=== Data in this exercise ===

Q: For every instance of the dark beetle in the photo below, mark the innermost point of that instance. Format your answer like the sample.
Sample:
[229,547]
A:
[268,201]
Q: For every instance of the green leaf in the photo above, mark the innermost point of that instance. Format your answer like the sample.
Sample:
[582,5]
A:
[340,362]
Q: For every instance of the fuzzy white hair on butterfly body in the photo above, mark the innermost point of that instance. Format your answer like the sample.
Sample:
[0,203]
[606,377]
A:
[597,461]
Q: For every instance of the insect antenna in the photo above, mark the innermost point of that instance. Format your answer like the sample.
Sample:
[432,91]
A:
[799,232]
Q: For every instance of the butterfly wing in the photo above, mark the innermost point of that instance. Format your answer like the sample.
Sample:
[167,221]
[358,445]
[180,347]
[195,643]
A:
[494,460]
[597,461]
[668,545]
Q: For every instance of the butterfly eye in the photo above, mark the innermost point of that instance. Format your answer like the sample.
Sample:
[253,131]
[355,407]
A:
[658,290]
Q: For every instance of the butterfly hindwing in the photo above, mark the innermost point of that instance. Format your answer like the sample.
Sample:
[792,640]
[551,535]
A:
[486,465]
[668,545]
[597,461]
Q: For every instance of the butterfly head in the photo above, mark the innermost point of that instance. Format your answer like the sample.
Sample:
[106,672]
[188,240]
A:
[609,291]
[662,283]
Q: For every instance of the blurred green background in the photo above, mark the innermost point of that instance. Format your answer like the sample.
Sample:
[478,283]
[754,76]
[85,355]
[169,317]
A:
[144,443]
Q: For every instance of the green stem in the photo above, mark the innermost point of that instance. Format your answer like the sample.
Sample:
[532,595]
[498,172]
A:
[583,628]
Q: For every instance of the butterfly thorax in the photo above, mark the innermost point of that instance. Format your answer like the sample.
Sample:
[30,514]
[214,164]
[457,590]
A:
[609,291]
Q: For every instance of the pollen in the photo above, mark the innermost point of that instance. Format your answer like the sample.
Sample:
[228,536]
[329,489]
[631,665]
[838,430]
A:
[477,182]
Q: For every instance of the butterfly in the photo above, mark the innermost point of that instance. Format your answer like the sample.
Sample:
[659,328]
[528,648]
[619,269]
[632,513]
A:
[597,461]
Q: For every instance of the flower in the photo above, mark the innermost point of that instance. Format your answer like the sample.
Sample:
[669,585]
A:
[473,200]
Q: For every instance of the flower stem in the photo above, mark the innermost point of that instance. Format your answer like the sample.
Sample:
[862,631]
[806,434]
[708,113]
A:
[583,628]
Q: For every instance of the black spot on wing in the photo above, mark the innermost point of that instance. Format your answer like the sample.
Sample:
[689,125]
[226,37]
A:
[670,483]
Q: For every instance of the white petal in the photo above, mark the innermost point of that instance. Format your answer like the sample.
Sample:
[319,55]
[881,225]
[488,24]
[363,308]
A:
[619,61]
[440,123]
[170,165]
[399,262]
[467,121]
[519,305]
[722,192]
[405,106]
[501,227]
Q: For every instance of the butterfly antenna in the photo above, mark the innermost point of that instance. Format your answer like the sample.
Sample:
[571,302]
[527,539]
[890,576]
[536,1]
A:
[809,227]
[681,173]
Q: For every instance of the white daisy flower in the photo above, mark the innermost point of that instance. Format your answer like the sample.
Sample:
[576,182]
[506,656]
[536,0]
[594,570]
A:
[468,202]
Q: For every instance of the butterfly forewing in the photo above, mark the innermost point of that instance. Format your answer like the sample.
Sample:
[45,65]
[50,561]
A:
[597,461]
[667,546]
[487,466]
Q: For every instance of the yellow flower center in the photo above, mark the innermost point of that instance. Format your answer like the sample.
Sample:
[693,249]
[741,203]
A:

=== Short exercise ===
Can you convert everything from the line containing "Q: For every instance of the white daisy" down to the end of the data above into a Markdown table with the columns Row and Line, leaving out any blank lines?

=== The completed task ===
| Row | Line |
|---|---|
| 1 | Q: For every instance of the white daisy flower in the photo above, mark the innermost point of that instance. Format your answer like the sample. |
| 2 | Sample: |
| 3 | [576,182] |
| 4 | [506,656] |
| 5 | [536,0] |
| 6 | [594,570] |
| 7 | A: |
| 8 | [468,202] |
| 9 | Q: For every instance of the butterfly forewing in the photo above, mark the innermost point of that instance. Format your answer like the sample. |
| 10 | Sample: |
| 11 | [45,65] |
| 12 | [50,561] |
| 13 | A: |
| 14 | [597,461] |
| 15 | [667,546] |
| 16 | [487,466] |
| 17 | Q: For every instance of the yellow flower center in the photo above, mark the innermost point of that instance. Format your answer like the sample. |
| 18 | Sample: |
| 19 | [693,249] |
| 20 | [741,203] |
| 21 | A: |